The lines to reproduce run from the one containing "of the shingle" through the end of the records below. Reproduce them exactly and add nothing.

Referring expression data
▬▬▬
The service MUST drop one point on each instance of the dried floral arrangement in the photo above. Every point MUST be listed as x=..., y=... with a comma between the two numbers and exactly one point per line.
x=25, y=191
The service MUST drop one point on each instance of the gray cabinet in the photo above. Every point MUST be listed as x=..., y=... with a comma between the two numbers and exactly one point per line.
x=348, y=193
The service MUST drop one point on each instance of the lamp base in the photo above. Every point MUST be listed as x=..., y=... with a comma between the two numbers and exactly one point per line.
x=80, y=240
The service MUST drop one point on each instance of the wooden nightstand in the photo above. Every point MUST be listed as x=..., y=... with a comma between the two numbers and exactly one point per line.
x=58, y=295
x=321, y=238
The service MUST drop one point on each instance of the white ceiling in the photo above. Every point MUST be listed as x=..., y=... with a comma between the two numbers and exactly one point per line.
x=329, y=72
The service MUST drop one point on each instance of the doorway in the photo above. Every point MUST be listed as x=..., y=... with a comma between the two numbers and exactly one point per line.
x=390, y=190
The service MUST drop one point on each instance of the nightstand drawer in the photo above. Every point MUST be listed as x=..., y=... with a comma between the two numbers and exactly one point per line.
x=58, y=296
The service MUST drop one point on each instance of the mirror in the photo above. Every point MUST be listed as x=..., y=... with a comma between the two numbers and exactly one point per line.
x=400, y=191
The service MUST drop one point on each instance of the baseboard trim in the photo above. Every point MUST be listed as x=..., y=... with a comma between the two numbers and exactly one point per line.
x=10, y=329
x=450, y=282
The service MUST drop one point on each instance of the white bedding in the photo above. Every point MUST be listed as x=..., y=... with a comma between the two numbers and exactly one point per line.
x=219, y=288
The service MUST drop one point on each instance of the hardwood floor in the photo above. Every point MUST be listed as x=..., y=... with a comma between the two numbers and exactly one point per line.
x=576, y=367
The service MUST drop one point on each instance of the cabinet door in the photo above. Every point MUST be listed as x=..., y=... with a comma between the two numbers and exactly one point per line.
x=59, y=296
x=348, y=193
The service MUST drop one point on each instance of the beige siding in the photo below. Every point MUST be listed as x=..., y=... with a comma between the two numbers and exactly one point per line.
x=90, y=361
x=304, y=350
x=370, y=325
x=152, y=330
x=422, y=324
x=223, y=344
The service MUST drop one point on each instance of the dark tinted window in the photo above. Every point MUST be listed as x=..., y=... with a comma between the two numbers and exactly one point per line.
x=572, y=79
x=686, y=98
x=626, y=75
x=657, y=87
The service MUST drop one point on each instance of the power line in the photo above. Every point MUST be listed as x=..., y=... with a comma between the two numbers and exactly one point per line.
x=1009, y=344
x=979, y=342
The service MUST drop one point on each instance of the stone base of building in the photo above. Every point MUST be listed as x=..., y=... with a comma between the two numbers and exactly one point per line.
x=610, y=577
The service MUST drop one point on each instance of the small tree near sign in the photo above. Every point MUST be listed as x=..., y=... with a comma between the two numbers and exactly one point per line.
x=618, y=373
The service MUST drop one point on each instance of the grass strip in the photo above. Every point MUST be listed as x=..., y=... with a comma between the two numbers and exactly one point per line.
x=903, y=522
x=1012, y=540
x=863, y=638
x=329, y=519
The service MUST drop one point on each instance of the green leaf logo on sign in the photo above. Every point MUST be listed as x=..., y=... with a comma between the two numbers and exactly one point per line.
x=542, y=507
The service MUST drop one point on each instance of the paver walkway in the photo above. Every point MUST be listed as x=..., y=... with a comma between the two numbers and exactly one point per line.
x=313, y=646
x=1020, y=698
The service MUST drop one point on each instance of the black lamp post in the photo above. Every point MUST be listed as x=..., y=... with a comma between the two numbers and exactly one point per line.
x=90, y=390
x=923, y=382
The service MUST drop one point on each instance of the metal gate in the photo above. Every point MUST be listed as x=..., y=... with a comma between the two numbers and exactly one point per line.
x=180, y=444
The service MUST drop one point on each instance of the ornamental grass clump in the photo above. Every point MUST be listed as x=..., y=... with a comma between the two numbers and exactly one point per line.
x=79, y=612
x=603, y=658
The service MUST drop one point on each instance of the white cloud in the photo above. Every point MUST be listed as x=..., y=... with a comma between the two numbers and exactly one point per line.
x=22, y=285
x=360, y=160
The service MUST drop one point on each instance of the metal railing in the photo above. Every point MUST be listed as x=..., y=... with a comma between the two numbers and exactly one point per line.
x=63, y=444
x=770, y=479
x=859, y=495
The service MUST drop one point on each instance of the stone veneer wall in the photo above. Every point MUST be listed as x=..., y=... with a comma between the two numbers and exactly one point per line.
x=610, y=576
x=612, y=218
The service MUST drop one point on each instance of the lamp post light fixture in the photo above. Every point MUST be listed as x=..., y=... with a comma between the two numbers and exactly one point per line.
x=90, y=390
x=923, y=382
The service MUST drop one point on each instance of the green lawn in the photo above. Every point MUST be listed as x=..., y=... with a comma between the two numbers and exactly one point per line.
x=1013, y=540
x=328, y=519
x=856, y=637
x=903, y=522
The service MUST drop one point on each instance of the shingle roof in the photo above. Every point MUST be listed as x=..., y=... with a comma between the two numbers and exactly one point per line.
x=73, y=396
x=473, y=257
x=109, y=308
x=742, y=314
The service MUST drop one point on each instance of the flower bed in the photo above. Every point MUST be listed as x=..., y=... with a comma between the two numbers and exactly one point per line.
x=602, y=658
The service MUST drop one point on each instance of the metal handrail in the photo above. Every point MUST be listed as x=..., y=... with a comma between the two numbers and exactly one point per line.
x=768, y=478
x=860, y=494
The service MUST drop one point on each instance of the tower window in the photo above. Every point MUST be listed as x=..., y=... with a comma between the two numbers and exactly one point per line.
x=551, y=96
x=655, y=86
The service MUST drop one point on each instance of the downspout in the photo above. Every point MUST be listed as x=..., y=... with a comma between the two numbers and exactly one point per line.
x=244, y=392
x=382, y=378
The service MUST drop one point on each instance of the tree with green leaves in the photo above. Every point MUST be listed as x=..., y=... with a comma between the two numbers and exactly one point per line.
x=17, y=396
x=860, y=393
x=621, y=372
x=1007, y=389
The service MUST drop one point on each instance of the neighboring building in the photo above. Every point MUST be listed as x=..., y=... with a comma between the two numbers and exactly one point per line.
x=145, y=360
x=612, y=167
▬▬▬
= Answer to this task =
The service MUST drop one point on each instance of the shingle roof in the photo above. Every point MUST be listed as x=..., y=... with a comma between the two numbers and exactly one point per line.
x=73, y=396
x=473, y=257
x=109, y=308
x=742, y=314
The service MUST drop one point on each instance of the flower bed in the photo above. Every point MUST be listed as x=..., y=... with a comma between the two numbers and exactly one point per line.
x=602, y=658
The service MUST drop one point on each instance of the metal handrail in the photo above. Every point MUST be listed as x=..., y=... with a comma between the two numbers and exactly one point per line.
x=768, y=478
x=860, y=494
The service MUST drop one point on each instance of the tower window in the photo above. Every point MUST be listed as x=..., y=... with a comma between the two numbers and exactly one point per line.
x=551, y=96
x=655, y=86
The service MUST drop one point on each instance of the downspout in the photo above. Every point MUST be listed as x=..., y=... with a comma between the two numbers and exactly one point per line.
x=244, y=392
x=382, y=378
The service MUST drop one point on each instance of the tree with green leaves in the photo above. Every point MUST be listed as x=..., y=... with a comma between the two numbers and exactly one point per line.
x=17, y=396
x=860, y=393
x=621, y=372
x=1007, y=389
The service MUST drop one point on each instance of the neighboring building in the photo above. Every point MUST be listed as x=..., y=... with a comma between the two numbers and exactly one point per line.
x=145, y=360
x=612, y=167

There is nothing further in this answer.